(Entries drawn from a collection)
_ _ _ _

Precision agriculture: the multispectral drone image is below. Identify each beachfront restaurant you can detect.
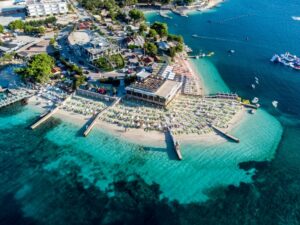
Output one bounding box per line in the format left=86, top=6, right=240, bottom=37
left=126, top=77, right=182, bottom=106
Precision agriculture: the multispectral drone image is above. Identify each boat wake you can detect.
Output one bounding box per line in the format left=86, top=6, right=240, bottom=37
left=292, top=16, right=300, bottom=21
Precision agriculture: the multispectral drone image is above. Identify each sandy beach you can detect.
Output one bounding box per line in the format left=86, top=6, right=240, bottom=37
left=28, top=93, right=247, bottom=147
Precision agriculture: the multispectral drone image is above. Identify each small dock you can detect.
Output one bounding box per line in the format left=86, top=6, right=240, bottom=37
left=30, top=106, right=59, bottom=130
left=242, top=103, right=258, bottom=109
left=83, top=98, right=121, bottom=137
left=211, top=125, right=240, bottom=143
left=166, top=127, right=182, bottom=160
left=30, top=94, right=72, bottom=130
left=159, top=10, right=172, bottom=19
left=0, top=91, right=33, bottom=108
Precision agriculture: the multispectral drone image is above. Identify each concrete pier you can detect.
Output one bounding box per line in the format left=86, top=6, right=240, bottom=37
left=30, top=94, right=72, bottom=130
left=83, top=98, right=121, bottom=137
left=167, top=127, right=182, bottom=160
left=242, top=103, right=258, bottom=109
left=211, top=125, right=240, bottom=143
left=30, top=106, right=59, bottom=130
left=0, top=94, right=33, bottom=108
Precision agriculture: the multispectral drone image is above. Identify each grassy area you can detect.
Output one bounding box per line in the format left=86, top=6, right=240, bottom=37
left=94, top=54, right=125, bottom=72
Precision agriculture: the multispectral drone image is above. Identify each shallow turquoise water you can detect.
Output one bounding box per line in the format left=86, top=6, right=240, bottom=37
left=0, top=0, right=300, bottom=222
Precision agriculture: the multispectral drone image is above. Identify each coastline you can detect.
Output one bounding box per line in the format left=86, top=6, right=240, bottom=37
left=28, top=96, right=247, bottom=147
left=140, top=0, right=225, bottom=19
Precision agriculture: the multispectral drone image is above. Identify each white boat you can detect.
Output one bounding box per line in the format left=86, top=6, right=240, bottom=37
left=272, top=101, right=278, bottom=108
left=292, top=16, right=300, bottom=21
left=252, top=97, right=259, bottom=104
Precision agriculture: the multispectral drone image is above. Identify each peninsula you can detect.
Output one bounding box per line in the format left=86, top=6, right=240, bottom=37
left=0, top=0, right=256, bottom=159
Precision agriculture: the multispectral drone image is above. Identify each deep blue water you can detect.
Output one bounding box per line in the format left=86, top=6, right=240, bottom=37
left=0, top=0, right=300, bottom=225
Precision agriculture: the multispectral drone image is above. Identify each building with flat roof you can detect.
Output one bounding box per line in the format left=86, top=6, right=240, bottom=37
left=68, top=30, right=120, bottom=62
left=126, top=76, right=182, bottom=106
left=26, top=0, right=68, bottom=16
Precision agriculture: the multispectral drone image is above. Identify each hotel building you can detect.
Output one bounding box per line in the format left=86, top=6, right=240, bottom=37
left=26, top=0, right=68, bottom=16
left=68, top=30, right=120, bottom=62
left=126, top=76, right=182, bottom=106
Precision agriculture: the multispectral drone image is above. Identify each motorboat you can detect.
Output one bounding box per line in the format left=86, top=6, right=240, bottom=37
left=272, top=100, right=278, bottom=108
left=251, top=97, right=259, bottom=104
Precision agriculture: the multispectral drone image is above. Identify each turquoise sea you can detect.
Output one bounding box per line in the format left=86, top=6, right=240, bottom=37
left=0, top=0, right=300, bottom=225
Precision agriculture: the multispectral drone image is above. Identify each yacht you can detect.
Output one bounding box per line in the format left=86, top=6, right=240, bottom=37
left=272, top=101, right=278, bottom=108
left=292, top=16, right=300, bottom=21
left=252, top=97, right=259, bottom=104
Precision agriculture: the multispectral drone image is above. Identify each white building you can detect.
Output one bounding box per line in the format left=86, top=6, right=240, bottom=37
left=26, top=0, right=68, bottom=16
left=68, top=30, right=120, bottom=62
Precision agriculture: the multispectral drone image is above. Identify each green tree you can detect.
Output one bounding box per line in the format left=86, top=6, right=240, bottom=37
left=168, top=47, right=176, bottom=58
left=168, top=34, right=184, bottom=44
left=148, top=29, right=157, bottom=38
left=73, top=74, right=86, bottom=90
left=175, top=43, right=184, bottom=52
left=49, top=38, right=55, bottom=46
left=144, top=42, right=158, bottom=56
left=151, top=22, right=169, bottom=37
left=139, top=23, right=148, bottom=33
left=129, top=9, right=145, bottom=22
left=17, top=53, right=54, bottom=83
left=8, top=20, right=24, bottom=30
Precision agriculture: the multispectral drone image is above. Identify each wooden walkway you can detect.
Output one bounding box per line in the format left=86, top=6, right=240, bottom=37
left=30, top=106, right=59, bottom=130
left=83, top=98, right=121, bottom=137
left=242, top=103, right=258, bottom=109
left=167, top=127, right=182, bottom=160
left=30, top=94, right=72, bottom=130
left=0, top=94, right=33, bottom=108
left=211, top=125, right=240, bottom=143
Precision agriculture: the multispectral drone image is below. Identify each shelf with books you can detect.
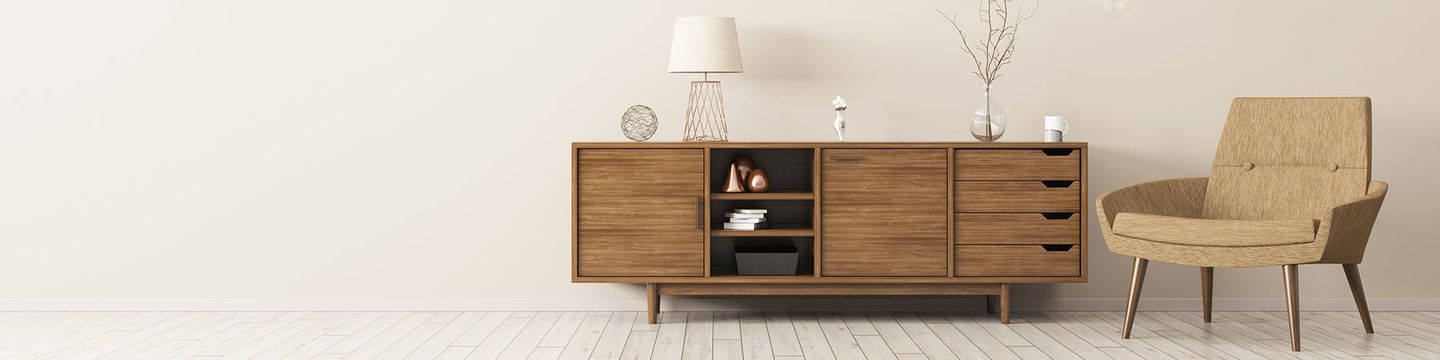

_ _ _ _

Format every line of the material above as a numbered list, leaving out blank lines. Leave the pictures out of your answer.

1. Precision agriculture: the multispectral drone image is below. Identify each beachfront restaurant you can detect.
2. Output one bounding box per line in the format left=86, top=6, right=240, bottom=37
3. left=126, top=77, right=182, bottom=106
4. Precision agriculture: the multispectral drone image is above. Identify each boat wake you can detect.
5. Output one bounding box per line in the format left=86, top=6, right=240, bottom=37
6. left=292, top=16, right=300, bottom=21
7. Precision agriculture: the multispectral drone image is above. Identify each sandy beach you can detect.
8. Output one bounding box per line in the format left=86, top=6, right=240, bottom=37
9. left=28, top=93, right=247, bottom=147
10. Precision agriculture: the multispectral drone image is above. Identify each small dock you can detect.
11. Output one bounding box per line in the format left=86, top=6, right=240, bottom=37
12. left=30, top=106, right=59, bottom=130
13. left=242, top=103, right=258, bottom=109
14. left=83, top=98, right=121, bottom=137
15. left=211, top=125, right=240, bottom=143
16. left=166, top=127, right=182, bottom=160
17. left=30, top=94, right=72, bottom=130
18. left=159, top=10, right=172, bottom=19
19. left=0, top=91, right=33, bottom=108
20. Precision agriculture: the multispectral drone image is above. Identify each concrete pier you can detect.
21. Output one bounding box per line in the format left=86, top=6, right=240, bottom=37
22. left=30, top=94, right=72, bottom=130
23. left=83, top=98, right=121, bottom=137
24. left=167, top=127, right=182, bottom=160
25. left=242, top=103, right=258, bottom=109
26. left=211, top=125, right=240, bottom=143
27. left=30, top=106, right=59, bottom=130
28. left=0, top=94, right=33, bottom=108
29. Precision agriculture: the multispectral drone image is above. Identify each grassy area you can detect.
30. Output one bounding box per line in the format left=86, top=6, right=240, bottom=37
31. left=94, top=54, right=125, bottom=72
32. Precision agriculture: the multispectral drone image is above. Identify each shallow turquoise water you can detect.
33. Output one bounding box per line in the format left=86, top=6, right=240, bottom=37
34. left=0, top=0, right=300, bottom=222
35. Precision agriculture: the multispectral drone image is above. Identify each coastline you can detect.
36. Output one bounding box per line in the format left=86, top=6, right=240, bottom=37
37. left=28, top=96, right=247, bottom=147
38. left=140, top=0, right=225, bottom=19
39. Precision agriculture: the multispectral drone image is above. Identify each white boat you can detect.
40. Output one bounding box per line in the format left=86, top=6, right=240, bottom=37
41. left=272, top=101, right=278, bottom=108
42. left=292, top=16, right=300, bottom=21
43. left=252, top=97, right=259, bottom=104
44. Precision agriculture: the multispectral drone image is above. Identify each peninsula you can detect.
45. Output one bounding box per line in the format left=86, top=6, right=240, bottom=37
46. left=0, top=0, right=256, bottom=159
47. Precision agriculture: the multispectral drone image is above. Identify each deep blue water you can detect.
48. Output one bounding box per line in the format left=86, top=6, right=240, bottom=37
49. left=0, top=0, right=300, bottom=225
50. Precision agriculture: the multispectral drone image is above. Identify each building with flat roof you can detect.
51. Output one bounding box per line in the format left=86, top=6, right=240, bottom=37
52. left=68, top=30, right=120, bottom=62
53. left=126, top=76, right=182, bottom=106
54. left=26, top=0, right=68, bottom=16
55. Precision agriculture: the multispectral drone image is above. Identify each hotel building you can detect.
56. Output one bounding box per line in the format left=86, top=6, right=240, bottom=37
57. left=26, top=0, right=68, bottom=16
58. left=68, top=30, right=120, bottom=62
59. left=126, top=76, right=182, bottom=106
60. Precision agriculture: the multispectral drone image is above. Identify each motorboat you can detect.
61. Output one bounding box per line in the format left=86, top=6, right=240, bottom=37
62. left=272, top=100, right=278, bottom=108
63. left=251, top=97, right=259, bottom=104
64. Precision agriculture: the multispectral drone image is above. Identify each turquoise sea you can detect.
65. Output one bounding box per line in the format left=86, top=6, right=240, bottom=37
66. left=0, top=0, right=300, bottom=225
67. Precision agriculture: the multispectral drone image is above. Identify each yacht you can detect.
68. Output one bounding box per line in the format left=86, top=6, right=240, bottom=37
69. left=272, top=101, right=278, bottom=108
70. left=292, top=16, right=300, bottom=21
71. left=252, top=97, right=259, bottom=104
72. Precision agriculture: the multispectral drone image is above. Identify each white building you can detect.
73. Output one bounding box per line in the format left=86, top=6, right=240, bottom=37
74. left=26, top=0, right=68, bottom=16
75. left=68, top=30, right=120, bottom=62
76. Precision agriculture: the multispectral drone image is above. Identify each green tree you can detect.
77. Output one bounding box per line in the format left=86, top=6, right=240, bottom=37
78. left=168, top=47, right=176, bottom=58
79. left=168, top=34, right=184, bottom=44
80. left=148, top=29, right=157, bottom=38
81. left=73, top=74, right=86, bottom=90
82. left=175, top=43, right=184, bottom=52
83. left=49, top=38, right=55, bottom=46
84. left=144, top=42, right=158, bottom=56
85. left=151, top=22, right=169, bottom=37
86. left=139, top=23, right=148, bottom=33
87. left=129, top=9, right=145, bottom=22
88. left=17, top=53, right=54, bottom=83
89. left=8, top=20, right=24, bottom=30
90. Precision agriculture: the multispectral drone image is above. Identify each wooden walkway you can detect.
91. Output one bounding box per line in the format left=86, top=6, right=240, bottom=37
92. left=30, top=106, right=59, bottom=130
93. left=83, top=98, right=121, bottom=137
94. left=242, top=103, right=258, bottom=109
95. left=167, top=127, right=182, bottom=160
96. left=30, top=94, right=72, bottom=130
97. left=0, top=94, right=33, bottom=108
98. left=211, top=125, right=240, bottom=143
99. Precision agriculture: the multispectral drone image is below. Identify each shelf with books you can detect.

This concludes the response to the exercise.